• [Task description] Locate each line in the entries below that contains the string "subject" and copy those lines. Case counts.

• [Source data]
########
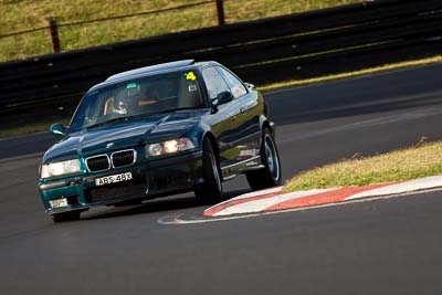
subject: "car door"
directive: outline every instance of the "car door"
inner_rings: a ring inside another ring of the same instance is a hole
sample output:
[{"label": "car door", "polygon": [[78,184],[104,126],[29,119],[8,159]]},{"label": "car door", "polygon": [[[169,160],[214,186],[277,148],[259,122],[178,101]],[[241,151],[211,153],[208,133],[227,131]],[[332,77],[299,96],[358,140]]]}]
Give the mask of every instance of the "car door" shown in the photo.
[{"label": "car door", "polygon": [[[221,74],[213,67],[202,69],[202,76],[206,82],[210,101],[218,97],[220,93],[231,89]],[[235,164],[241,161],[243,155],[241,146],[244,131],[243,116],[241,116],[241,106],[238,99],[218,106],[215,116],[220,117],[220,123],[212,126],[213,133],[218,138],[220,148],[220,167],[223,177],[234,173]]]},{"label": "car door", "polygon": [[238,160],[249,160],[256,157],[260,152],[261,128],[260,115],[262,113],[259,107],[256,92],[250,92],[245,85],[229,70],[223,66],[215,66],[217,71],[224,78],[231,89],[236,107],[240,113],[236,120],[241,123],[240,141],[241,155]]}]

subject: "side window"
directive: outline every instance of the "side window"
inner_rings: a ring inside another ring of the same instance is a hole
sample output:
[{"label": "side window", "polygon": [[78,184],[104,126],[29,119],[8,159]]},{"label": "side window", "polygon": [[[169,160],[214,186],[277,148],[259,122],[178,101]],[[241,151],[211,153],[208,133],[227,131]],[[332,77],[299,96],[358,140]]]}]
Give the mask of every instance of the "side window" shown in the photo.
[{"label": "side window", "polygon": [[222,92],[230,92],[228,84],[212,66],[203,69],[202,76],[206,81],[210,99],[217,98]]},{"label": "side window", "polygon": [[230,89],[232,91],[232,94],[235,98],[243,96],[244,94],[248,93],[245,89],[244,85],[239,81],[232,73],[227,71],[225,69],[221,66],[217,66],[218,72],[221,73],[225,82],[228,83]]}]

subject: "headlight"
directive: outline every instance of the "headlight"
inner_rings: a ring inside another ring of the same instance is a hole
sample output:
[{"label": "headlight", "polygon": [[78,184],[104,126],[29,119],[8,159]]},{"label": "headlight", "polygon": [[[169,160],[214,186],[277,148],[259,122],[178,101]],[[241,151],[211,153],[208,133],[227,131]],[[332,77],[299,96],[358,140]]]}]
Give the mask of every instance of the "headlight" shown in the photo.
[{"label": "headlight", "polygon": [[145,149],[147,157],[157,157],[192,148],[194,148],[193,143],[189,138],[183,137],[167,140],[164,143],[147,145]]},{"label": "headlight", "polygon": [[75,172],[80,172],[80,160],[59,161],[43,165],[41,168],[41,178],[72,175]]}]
########
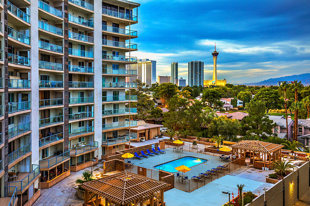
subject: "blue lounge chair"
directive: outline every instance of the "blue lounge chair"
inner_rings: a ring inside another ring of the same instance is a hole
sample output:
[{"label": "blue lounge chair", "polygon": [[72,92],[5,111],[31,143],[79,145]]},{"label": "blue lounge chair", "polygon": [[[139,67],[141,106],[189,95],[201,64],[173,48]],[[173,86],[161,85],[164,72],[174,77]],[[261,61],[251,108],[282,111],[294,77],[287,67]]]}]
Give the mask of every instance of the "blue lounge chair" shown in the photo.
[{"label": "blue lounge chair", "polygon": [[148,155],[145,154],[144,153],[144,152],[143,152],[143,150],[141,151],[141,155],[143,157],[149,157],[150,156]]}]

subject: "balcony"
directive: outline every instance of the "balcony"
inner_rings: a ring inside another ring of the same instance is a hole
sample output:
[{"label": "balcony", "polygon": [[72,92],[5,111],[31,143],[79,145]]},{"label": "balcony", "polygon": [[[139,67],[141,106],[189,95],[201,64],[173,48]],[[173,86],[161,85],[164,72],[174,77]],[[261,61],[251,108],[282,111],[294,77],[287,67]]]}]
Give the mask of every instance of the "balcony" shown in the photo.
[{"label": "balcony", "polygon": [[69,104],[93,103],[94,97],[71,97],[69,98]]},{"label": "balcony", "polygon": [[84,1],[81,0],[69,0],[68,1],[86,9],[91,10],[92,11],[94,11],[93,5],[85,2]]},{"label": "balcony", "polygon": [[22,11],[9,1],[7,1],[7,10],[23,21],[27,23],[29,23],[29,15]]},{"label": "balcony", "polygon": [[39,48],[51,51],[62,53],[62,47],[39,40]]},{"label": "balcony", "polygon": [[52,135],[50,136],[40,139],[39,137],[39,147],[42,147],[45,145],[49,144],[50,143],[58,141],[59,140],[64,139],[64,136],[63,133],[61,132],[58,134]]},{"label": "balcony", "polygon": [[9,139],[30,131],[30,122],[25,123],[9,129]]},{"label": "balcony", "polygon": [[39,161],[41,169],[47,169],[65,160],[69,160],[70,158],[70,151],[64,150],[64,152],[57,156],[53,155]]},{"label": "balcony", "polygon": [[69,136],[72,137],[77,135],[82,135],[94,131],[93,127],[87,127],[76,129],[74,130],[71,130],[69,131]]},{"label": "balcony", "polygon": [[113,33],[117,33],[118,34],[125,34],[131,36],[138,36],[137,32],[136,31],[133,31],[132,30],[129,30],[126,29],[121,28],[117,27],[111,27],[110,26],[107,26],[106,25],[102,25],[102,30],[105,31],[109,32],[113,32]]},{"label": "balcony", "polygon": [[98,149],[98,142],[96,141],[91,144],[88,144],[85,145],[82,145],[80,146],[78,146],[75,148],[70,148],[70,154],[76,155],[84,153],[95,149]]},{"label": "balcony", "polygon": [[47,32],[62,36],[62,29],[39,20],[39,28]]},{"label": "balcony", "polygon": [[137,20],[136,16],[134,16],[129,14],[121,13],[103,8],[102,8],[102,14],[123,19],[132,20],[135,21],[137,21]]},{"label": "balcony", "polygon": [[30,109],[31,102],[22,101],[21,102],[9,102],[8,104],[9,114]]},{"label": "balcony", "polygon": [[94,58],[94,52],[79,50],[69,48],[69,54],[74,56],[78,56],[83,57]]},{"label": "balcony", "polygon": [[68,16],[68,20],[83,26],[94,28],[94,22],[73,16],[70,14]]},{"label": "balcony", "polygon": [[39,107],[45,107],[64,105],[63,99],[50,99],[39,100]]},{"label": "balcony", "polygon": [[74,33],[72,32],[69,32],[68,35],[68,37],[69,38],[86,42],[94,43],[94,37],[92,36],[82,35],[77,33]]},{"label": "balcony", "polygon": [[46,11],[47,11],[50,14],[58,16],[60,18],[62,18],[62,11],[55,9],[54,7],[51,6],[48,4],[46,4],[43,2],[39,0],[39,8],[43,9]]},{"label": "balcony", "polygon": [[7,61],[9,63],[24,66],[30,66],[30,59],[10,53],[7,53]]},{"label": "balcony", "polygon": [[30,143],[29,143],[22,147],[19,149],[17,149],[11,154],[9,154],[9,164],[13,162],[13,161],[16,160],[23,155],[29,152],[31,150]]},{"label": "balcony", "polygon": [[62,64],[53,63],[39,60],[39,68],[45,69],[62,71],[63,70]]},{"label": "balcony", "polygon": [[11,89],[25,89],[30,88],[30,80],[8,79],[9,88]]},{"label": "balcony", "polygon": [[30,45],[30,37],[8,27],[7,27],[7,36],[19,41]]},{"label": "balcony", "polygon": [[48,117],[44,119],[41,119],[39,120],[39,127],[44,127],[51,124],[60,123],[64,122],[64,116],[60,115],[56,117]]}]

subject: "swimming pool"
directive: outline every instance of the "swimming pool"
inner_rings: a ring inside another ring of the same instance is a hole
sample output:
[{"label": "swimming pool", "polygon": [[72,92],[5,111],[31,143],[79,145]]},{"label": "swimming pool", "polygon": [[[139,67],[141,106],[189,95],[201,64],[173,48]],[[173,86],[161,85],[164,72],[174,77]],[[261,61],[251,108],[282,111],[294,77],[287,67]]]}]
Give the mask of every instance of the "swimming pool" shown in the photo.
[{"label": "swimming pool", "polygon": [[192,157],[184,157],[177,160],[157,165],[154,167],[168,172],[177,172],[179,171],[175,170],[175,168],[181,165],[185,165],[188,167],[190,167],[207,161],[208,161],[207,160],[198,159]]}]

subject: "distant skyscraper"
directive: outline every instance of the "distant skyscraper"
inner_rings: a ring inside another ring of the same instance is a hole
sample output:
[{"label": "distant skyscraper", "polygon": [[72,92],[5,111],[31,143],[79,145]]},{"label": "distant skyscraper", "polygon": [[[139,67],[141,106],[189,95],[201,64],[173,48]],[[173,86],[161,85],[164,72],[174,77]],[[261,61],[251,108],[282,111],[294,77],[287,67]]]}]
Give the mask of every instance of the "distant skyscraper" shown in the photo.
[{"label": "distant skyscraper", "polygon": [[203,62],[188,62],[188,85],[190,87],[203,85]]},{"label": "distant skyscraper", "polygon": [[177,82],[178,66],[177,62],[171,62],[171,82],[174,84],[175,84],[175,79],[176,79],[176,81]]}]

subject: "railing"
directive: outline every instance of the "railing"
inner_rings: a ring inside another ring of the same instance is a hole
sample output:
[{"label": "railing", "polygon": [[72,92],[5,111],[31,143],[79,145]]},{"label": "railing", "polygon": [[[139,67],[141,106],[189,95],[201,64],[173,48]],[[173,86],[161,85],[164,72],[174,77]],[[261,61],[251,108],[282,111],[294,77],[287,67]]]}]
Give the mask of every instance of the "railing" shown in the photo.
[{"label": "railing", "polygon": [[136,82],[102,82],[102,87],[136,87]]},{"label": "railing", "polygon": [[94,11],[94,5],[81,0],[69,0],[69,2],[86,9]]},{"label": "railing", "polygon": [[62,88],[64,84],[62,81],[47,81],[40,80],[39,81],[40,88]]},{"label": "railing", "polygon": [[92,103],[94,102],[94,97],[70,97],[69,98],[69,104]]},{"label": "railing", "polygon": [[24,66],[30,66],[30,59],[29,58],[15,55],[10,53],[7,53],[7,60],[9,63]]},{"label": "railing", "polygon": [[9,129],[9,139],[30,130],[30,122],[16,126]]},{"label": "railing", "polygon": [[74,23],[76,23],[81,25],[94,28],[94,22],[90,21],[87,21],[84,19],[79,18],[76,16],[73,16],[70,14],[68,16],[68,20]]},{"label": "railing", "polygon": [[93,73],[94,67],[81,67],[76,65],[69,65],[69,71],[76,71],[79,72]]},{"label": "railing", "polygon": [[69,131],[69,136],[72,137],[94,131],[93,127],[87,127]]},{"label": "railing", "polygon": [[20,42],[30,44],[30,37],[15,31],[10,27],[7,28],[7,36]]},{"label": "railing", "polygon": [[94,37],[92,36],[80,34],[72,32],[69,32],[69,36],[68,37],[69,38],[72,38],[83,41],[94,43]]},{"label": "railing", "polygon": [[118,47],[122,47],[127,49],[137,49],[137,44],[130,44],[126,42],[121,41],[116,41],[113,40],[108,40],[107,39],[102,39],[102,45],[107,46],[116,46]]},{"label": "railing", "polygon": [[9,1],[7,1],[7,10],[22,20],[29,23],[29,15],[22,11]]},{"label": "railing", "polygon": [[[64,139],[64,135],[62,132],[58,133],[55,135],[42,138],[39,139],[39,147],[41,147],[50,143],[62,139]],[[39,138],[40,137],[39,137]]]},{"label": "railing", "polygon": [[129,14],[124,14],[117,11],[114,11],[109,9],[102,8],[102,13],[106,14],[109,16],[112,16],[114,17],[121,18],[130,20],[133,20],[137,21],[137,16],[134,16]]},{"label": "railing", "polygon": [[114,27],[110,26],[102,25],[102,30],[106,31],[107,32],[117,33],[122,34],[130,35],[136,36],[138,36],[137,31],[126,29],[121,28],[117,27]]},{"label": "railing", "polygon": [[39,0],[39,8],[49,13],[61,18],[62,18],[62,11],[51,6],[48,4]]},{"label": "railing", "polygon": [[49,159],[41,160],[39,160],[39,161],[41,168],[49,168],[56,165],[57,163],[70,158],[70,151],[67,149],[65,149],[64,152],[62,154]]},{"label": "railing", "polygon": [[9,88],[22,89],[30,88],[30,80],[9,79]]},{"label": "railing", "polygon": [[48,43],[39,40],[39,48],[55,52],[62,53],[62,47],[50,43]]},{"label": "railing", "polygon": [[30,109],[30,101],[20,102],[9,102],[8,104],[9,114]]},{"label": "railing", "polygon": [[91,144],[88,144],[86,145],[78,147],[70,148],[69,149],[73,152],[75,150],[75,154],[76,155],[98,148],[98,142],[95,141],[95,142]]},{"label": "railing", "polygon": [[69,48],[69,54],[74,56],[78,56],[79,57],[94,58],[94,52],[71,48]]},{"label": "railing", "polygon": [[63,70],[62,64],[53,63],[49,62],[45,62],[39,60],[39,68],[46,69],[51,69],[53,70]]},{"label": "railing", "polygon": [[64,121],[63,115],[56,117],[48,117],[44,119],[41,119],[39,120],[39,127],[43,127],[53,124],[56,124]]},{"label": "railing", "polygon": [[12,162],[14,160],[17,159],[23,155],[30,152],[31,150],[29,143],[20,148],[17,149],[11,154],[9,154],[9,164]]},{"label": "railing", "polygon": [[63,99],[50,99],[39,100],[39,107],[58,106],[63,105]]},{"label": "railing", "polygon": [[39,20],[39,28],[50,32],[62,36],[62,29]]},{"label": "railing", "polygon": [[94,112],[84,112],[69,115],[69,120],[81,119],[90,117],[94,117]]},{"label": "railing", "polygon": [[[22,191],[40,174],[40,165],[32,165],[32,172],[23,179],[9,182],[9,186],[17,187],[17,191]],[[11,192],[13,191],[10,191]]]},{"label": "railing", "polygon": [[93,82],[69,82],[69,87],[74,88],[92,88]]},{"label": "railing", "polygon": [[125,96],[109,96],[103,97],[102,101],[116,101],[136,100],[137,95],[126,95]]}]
########
• [Answer below]
subject: "car door"
subject: "side window"
subject: "headlight"
subject: "blue lounge chair"
subject: "balcony"
subject: "swimming pool"
subject: "distant skyscraper"
subject: "railing"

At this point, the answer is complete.